Which lines in the rows below contain the word "female"? Return each of them in full and unchanged.
>> Begin Records supplied
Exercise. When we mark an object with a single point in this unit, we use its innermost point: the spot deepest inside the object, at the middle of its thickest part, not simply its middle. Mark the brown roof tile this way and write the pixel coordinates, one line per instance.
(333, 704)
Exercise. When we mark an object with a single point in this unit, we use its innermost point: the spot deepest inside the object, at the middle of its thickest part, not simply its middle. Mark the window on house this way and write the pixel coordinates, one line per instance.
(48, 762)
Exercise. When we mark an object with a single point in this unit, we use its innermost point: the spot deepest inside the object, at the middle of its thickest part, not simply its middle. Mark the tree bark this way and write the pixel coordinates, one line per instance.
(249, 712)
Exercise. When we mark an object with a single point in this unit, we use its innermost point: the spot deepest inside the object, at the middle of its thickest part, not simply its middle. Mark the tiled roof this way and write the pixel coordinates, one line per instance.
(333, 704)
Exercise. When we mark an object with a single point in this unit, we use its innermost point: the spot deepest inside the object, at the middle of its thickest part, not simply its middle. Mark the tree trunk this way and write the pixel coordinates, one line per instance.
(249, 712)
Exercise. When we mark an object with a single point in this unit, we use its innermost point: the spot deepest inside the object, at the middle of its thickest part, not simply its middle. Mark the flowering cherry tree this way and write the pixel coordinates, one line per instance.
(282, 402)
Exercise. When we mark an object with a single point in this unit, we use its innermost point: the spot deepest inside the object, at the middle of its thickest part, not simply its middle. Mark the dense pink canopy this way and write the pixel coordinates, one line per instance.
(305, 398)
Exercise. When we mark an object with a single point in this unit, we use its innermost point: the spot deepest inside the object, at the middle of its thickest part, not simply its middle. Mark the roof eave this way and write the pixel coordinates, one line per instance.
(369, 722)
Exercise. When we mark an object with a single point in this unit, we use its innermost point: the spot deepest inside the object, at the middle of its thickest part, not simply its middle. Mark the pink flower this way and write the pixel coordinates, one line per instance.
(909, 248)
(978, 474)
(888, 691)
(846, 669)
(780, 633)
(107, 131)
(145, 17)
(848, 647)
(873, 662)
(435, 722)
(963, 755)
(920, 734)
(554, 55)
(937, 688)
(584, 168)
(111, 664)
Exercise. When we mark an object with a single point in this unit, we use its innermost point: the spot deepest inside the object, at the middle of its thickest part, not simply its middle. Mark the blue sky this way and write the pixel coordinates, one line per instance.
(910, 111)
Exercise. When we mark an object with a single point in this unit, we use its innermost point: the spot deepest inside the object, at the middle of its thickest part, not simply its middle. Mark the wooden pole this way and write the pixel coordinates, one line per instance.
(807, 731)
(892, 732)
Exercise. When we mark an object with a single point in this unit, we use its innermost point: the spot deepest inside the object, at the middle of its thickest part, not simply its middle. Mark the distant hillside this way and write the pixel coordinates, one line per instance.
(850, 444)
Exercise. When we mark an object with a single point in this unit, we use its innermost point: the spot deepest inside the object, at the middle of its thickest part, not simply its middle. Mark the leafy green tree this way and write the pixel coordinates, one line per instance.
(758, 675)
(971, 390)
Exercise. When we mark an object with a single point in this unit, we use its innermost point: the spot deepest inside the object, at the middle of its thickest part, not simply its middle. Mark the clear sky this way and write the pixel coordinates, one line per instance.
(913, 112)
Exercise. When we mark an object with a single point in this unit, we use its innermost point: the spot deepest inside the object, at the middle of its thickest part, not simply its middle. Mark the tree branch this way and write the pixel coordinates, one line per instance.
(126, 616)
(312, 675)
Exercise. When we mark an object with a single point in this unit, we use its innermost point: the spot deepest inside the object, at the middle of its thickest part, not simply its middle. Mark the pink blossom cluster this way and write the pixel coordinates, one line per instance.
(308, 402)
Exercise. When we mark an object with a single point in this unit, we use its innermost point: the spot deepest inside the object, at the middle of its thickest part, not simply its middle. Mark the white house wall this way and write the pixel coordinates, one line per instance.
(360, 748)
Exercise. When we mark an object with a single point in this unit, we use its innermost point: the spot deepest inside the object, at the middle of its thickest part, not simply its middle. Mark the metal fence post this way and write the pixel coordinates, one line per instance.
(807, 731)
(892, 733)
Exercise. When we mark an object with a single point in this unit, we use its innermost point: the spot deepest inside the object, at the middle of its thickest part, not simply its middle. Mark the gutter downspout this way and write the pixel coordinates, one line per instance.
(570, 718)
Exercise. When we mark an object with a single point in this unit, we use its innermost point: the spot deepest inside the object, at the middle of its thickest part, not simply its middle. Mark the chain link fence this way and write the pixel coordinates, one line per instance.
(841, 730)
>> End Records supplied
>> Begin Records supplied
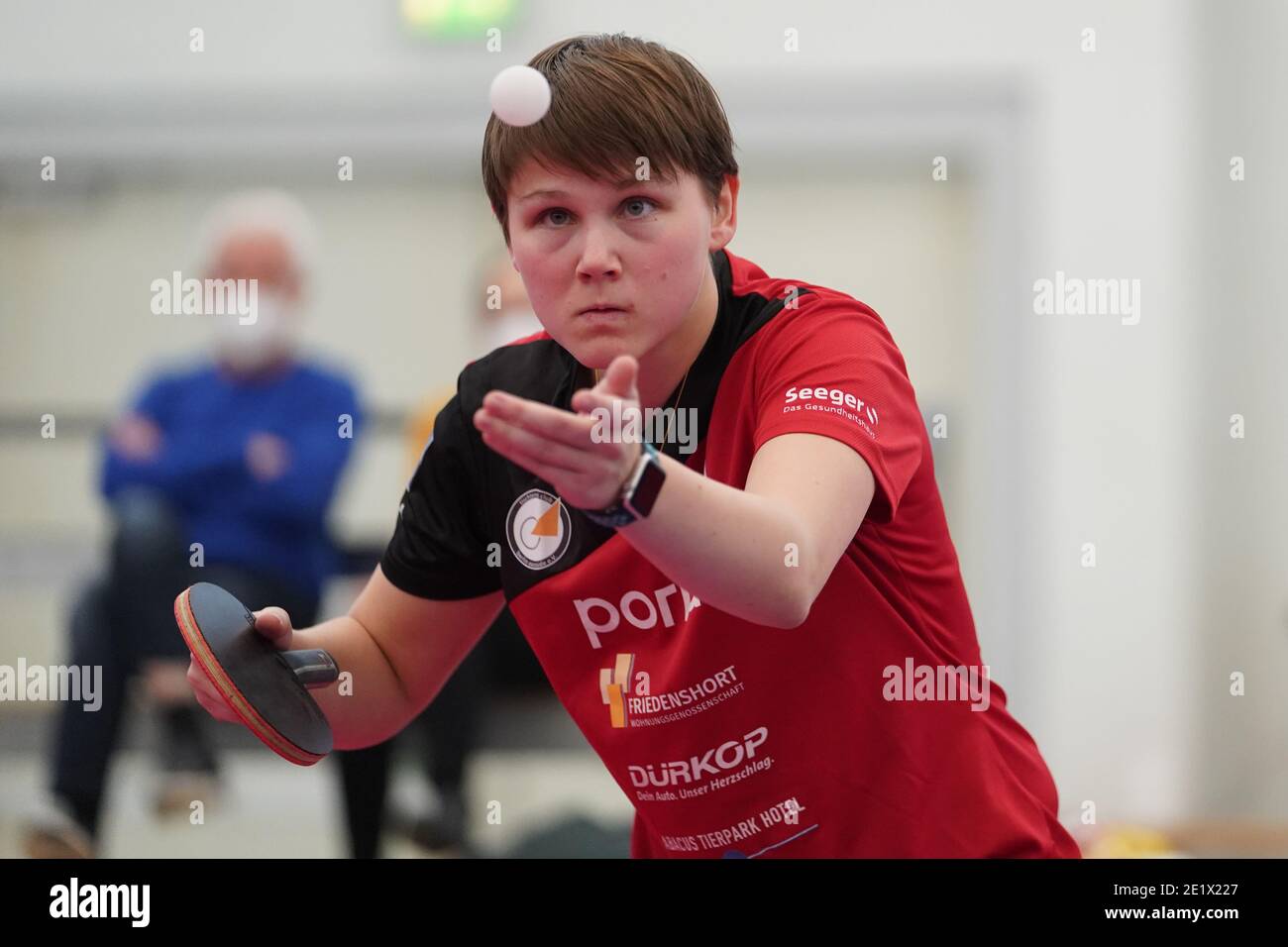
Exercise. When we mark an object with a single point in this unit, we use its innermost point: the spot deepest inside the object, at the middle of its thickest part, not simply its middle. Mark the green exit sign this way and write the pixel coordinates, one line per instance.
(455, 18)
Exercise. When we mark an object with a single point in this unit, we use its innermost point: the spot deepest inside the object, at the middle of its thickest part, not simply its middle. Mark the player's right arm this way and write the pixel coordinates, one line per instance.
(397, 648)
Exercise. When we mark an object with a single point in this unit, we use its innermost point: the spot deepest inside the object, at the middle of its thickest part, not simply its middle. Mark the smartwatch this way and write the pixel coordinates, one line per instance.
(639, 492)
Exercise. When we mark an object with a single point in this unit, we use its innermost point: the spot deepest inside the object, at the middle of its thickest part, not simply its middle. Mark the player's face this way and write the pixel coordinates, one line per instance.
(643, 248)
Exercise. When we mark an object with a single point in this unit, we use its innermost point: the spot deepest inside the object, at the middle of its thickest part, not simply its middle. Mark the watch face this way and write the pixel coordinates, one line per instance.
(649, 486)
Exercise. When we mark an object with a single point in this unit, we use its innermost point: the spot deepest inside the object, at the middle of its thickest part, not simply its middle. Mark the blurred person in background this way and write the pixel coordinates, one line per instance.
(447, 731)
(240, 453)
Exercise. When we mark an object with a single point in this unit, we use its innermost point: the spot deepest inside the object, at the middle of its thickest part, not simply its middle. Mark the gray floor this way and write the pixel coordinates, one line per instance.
>> End Records supplied
>> Begin Records supplied
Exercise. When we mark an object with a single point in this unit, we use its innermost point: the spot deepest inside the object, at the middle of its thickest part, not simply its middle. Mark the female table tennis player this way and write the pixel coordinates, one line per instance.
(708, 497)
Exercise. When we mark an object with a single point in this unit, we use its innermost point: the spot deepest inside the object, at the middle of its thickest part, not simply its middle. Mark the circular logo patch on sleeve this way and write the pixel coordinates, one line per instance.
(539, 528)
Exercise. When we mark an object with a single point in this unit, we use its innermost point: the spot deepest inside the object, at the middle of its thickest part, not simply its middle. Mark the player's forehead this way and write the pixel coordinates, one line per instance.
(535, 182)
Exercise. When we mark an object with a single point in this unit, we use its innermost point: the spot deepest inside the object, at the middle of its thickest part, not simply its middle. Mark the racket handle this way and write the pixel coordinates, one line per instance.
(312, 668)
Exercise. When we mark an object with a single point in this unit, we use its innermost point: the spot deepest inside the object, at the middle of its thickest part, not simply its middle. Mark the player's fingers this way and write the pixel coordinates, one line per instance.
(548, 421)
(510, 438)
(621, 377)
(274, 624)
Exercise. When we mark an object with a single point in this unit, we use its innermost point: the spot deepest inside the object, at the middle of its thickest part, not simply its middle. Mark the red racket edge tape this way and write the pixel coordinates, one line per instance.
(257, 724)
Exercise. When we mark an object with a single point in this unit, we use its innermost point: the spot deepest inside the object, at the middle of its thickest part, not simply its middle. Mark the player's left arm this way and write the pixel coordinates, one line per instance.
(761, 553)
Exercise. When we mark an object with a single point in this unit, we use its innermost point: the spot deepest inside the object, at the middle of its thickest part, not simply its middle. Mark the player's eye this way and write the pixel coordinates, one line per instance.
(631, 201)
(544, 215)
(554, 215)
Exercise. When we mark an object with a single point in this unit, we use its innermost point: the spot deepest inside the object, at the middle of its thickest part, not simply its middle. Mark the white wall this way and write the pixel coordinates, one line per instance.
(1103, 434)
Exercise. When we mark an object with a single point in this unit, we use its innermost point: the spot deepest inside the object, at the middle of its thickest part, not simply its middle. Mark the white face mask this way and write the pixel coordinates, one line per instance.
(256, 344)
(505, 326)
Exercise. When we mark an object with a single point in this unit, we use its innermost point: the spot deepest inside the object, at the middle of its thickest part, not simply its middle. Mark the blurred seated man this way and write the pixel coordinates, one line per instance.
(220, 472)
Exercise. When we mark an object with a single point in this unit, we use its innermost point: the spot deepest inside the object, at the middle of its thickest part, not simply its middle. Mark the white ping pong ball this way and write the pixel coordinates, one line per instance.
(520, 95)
>> End Records supplied
● Result:
Exercise. When we mark an object with a single point in this unit, we use its innermost point: the spot deepest inside the object, at the middle of its thickest part, not simply its middle. Mark the female table tennis player this way and write the pixel coordinates, one line per instance.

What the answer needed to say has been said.